== SUPPLIED TEXT ==

»»

By Gregg Miller
Sax/percussion duo, restless fire music. Wilson Shook plays baritone and soprano saxes, Ted Byrnes on everything percussive and the kitchen sink. Incessant drumming, burst after burst of baritone sax lines, in the tradition of ecstatic free jazz. Recorded in Los Angeles (Shook recently relocated to Oakland). Inventive hook after inventive hook, patches of sonic groove, a joyful noisy mess. Bang the cans. Shook’s edgy baritone, an onslaught of notes. stretched timbres, ripping out short declarative phrases, lots of overtone, growl and punctuation. Never in one place very long. A naturalistic texture. They don’t begin to slow down until the 18:20 mark of track two (“Joy 2"). Track 3 is slightly more spacious, the soprano more cutting, the silences between phrases slightly longer. Here Byrnes plays the rims more than the snareless snare, supporting the soprano’s register. The same restless energy and power as on the first two tracks. A bit over halfway, they switch to bari and the ringing snare drum.
We have a maximalist kind of minimalism: Just two instruments, yet an overload of sonic textures.

««

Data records
»»

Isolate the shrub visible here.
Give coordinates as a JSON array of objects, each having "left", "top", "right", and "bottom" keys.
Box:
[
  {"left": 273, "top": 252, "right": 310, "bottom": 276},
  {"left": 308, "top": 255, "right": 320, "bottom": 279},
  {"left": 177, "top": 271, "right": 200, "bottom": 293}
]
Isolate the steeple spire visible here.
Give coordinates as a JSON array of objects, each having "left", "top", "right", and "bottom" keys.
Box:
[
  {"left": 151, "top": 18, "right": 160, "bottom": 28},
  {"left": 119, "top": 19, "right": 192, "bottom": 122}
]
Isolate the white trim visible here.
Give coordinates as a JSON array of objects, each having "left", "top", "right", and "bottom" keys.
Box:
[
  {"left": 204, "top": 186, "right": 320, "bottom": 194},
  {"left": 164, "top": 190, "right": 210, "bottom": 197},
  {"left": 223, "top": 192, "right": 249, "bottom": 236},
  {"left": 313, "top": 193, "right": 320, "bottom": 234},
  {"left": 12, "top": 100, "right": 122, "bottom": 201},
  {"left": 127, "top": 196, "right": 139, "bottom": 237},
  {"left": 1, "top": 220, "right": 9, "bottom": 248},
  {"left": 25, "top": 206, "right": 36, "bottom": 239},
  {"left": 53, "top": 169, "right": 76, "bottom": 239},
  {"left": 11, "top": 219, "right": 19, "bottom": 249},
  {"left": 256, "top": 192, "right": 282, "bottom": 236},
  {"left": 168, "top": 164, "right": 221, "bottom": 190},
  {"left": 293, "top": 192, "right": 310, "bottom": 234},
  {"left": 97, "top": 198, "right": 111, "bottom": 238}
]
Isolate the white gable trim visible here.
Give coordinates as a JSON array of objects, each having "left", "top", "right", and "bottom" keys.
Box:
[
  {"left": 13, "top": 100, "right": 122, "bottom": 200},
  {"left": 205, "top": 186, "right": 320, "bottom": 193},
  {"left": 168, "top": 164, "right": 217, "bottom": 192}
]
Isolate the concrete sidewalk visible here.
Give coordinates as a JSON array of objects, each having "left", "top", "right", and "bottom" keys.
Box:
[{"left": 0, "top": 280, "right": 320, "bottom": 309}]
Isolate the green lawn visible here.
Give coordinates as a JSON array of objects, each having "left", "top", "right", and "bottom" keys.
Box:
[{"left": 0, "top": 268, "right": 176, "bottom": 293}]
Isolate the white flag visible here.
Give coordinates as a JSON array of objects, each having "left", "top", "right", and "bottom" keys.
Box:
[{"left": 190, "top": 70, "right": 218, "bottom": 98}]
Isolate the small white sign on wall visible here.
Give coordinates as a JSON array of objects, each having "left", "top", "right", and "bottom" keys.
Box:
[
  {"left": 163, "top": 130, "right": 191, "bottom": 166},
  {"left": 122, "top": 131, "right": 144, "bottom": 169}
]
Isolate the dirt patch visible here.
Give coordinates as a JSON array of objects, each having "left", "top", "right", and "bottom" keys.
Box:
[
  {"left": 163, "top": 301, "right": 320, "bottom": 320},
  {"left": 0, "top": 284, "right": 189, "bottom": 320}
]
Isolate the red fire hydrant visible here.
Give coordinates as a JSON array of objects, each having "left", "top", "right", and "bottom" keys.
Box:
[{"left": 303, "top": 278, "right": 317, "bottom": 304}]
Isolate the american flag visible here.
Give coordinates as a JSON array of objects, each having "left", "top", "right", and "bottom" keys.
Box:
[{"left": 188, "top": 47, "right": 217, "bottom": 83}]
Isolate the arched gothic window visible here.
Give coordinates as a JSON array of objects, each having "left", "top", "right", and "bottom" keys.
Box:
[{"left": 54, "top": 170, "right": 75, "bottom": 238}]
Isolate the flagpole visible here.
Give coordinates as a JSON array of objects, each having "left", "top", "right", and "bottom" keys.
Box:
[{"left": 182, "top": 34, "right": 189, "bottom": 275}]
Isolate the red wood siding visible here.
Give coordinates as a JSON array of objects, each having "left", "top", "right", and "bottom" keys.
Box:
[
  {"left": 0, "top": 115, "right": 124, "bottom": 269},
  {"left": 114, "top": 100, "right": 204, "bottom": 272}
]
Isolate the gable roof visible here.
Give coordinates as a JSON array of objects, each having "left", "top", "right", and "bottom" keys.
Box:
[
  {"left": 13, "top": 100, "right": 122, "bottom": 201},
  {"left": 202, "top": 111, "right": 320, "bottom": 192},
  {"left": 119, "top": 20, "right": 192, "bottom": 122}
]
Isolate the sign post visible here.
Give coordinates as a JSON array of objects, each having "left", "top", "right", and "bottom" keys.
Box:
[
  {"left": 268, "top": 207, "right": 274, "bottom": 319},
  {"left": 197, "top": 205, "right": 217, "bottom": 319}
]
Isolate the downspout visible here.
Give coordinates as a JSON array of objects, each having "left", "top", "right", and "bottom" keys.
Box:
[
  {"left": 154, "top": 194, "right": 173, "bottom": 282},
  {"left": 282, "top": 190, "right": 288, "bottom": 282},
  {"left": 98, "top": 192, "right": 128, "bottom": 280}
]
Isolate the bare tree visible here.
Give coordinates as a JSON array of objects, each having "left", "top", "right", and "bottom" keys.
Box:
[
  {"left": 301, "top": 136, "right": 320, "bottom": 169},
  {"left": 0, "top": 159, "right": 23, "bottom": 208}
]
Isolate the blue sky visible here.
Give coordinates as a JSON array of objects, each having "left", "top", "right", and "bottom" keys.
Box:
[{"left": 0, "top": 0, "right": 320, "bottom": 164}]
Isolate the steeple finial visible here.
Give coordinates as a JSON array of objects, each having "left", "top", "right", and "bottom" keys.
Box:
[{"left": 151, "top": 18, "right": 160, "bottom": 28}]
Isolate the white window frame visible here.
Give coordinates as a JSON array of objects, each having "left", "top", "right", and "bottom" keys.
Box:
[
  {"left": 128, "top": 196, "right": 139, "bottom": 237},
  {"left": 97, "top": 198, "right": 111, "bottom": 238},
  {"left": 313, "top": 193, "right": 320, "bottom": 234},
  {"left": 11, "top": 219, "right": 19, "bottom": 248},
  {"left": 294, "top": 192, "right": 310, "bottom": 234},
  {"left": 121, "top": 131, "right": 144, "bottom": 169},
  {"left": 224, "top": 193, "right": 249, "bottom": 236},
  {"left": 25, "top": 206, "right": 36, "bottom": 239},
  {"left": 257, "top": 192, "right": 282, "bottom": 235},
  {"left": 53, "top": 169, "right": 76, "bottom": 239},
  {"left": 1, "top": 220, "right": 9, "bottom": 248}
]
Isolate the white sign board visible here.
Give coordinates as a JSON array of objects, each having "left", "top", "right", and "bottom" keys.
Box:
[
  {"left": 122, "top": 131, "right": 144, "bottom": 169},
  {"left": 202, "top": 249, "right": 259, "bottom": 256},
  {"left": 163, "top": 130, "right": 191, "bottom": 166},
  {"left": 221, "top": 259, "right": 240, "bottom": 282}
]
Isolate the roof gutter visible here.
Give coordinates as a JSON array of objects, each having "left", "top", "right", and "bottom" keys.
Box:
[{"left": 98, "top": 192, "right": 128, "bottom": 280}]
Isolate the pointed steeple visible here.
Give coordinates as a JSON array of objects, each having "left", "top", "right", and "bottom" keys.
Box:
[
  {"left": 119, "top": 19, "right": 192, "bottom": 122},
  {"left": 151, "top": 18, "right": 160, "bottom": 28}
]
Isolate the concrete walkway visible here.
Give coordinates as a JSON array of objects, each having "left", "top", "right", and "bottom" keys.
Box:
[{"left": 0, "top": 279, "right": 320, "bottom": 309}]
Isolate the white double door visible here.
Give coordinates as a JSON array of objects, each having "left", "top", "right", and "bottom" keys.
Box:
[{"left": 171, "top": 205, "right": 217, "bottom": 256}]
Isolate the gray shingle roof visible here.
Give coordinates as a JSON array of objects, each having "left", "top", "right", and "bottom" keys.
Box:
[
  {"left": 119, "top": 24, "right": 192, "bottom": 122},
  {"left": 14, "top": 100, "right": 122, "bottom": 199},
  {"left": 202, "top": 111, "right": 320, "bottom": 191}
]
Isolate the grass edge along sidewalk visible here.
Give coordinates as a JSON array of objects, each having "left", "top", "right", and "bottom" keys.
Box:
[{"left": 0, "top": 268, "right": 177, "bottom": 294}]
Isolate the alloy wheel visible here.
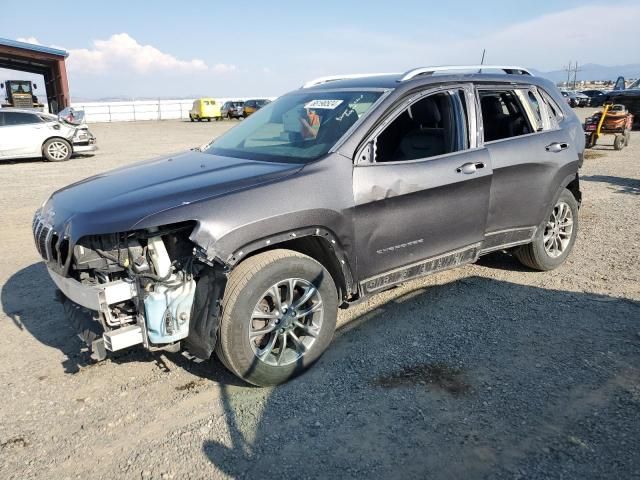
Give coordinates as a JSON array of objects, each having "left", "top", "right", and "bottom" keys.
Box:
[
  {"left": 542, "top": 201, "right": 573, "bottom": 258},
  {"left": 249, "top": 278, "right": 323, "bottom": 367},
  {"left": 47, "top": 142, "right": 69, "bottom": 160}
]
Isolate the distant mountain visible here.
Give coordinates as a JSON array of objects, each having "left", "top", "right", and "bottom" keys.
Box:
[{"left": 532, "top": 63, "right": 640, "bottom": 82}]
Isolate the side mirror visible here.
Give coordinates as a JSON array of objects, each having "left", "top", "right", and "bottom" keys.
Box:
[{"left": 356, "top": 139, "right": 376, "bottom": 164}]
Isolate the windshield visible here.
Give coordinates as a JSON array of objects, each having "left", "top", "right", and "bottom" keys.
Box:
[{"left": 205, "top": 91, "right": 382, "bottom": 163}]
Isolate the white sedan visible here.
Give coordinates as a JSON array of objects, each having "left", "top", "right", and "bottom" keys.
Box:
[{"left": 0, "top": 108, "right": 98, "bottom": 162}]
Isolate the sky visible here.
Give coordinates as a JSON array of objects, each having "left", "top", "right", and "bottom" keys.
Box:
[{"left": 0, "top": 0, "right": 640, "bottom": 99}]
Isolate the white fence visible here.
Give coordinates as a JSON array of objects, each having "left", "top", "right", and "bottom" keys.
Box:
[{"left": 71, "top": 97, "right": 273, "bottom": 123}]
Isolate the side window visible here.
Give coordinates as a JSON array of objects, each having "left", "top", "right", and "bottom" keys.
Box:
[
  {"left": 479, "top": 90, "right": 534, "bottom": 142},
  {"left": 540, "top": 90, "right": 564, "bottom": 128},
  {"left": 4, "top": 112, "right": 42, "bottom": 126},
  {"left": 375, "top": 90, "right": 469, "bottom": 163}
]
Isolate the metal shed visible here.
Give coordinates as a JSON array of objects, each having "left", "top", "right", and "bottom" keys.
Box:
[{"left": 0, "top": 38, "right": 70, "bottom": 113}]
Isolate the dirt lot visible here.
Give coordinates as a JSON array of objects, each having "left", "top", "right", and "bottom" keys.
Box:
[{"left": 0, "top": 110, "right": 640, "bottom": 479}]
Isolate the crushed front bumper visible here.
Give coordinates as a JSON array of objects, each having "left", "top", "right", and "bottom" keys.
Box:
[{"left": 47, "top": 268, "right": 138, "bottom": 315}]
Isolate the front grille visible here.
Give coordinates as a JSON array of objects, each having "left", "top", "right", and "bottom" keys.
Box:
[{"left": 32, "top": 214, "right": 69, "bottom": 267}]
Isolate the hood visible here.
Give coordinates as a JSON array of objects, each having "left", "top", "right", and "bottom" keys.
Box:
[{"left": 42, "top": 151, "right": 302, "bottom": 240}]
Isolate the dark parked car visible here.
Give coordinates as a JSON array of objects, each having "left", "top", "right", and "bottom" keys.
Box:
[
  {"left": 242, "top": 99, "right": 271, "bottom": 118},
  {"left": 581, "top": 90, "right": 607, "bottom": 107},
  {"left": 220, "top": 101, "right": 244, "bottom": 119},
  {"left": 33, "top": 65, "right": 584, "bottom": 385}
]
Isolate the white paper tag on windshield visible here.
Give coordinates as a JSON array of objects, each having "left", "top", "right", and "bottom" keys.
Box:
[{"left": 304, "top": 100, "right": 343, "bottom": 110}]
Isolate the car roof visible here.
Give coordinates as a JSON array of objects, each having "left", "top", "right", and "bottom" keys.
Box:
[
  {"left": 300, "top": 65, "right": 553, "bottom": 91},
  {"left": 0, "top": 107, "right": 43, "bottom": 113}
]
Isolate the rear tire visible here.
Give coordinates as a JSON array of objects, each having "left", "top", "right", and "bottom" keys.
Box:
[
  {"left": 514, "top": 188, "right": 578, "bottom": 271},
  {"left": 42, "top": 138, "right": 73, "bottom": 162},
  {"left": 216, "top": 250, "right": 338, "bottom": 386}
]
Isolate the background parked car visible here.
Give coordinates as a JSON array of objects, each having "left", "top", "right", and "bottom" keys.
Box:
[
  {"left": 0, "top": 108, "right": 98, "bottom": 162},
  {"left": 242, "top": 99, "right": 270, "bottom": 118},
  {"left": 560, "top": 90, "right": 589, "bottom": 108},
  {"left": 189, "top": 98, "right": 222, "bottom": 122},
  {"left": 220, "top": 100, "right": 244, "bottom": 118},
  {"left": 580, "top": 90, "right": 607, "bottom": 107}
]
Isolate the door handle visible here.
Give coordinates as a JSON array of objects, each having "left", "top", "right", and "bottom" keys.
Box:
[
  {"left": 456, "top": 162, "right": 484, "bottom": 175},
  {"left": 544, "top": 142, "right": 569, "bottom": 153}
]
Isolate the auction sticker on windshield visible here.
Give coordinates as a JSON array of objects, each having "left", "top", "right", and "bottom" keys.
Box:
[{"left": 304, "top": 100, "right": 343, "bottom": 110}]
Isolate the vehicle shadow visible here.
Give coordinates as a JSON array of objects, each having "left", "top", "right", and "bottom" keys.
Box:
[
  {"left": 201, "top": 277, "right": 640, "bottom": 479},
  {"left": 580, "top": 175, "right": 640, "bottom": 195},
  {"left": 476, "top": 250, "right": 534, "bottom": 272},
  {"left": 0, "top": 262, "right": 102, "bottom": 373}
]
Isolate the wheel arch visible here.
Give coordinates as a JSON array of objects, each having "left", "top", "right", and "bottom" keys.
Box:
[{"left": 227, "top": 226, "right": 357, "bottom": 301}]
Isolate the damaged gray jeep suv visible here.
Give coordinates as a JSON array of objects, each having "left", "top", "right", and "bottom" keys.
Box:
[{"left": 33, "top": 66, "right": 584, "bottom": 385}]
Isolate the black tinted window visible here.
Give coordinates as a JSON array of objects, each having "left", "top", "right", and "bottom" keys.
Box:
[
  {"left": 480, "top": 90, "right": 533, "bottom": 142},
  {"left": 375, "top": 91, "right": 468, "bottom": 162},
  {"left": 3, "top": 112, "right": 42, "bottom": 126}
]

««

== WORK ITEM ==
Please reproduce the whole review of the sax and percussion duo above, word for word.

== RESPONSE AREA ==
By Gregg Miller
Sax/percussion duo, restless fire music. Wilson Shook plays baritone and soprano saxes, Ted Byrnes on everything percussive and the kitchen sink. Incessant drumming, burst after burst of baritone sax lines, in the tradition of ecstatic free jazz. Recorded in Los Angeles (Shook recently relocated to Oakland). Inventive hook after inventive hook, patches of sonic groove, a joyful noisy mess. Bang the cans. Shook’s edgy baritone, an onslaught of notes. stretched timbres, ripping out short declarative phrases, lots of overtone, growl and punctuation. Never in one place very long. A naturalistic texture. They don’t begin to slow down until the 18:20 mark of track two (“Joy 2"). Track 3 is slightly more spacious, the soprano more cutting, the silences between phrases slightly longer. Here Byrnes plays the rims more than the snareless snare, supporting the soprano’s register. The same restless energy and power as on the first two tracks. A bit over halfway, they switch to bari and the ringing snare drum.
We have a maximalist kind of minimalism: Just two instruments, yet an overload of sonic textures.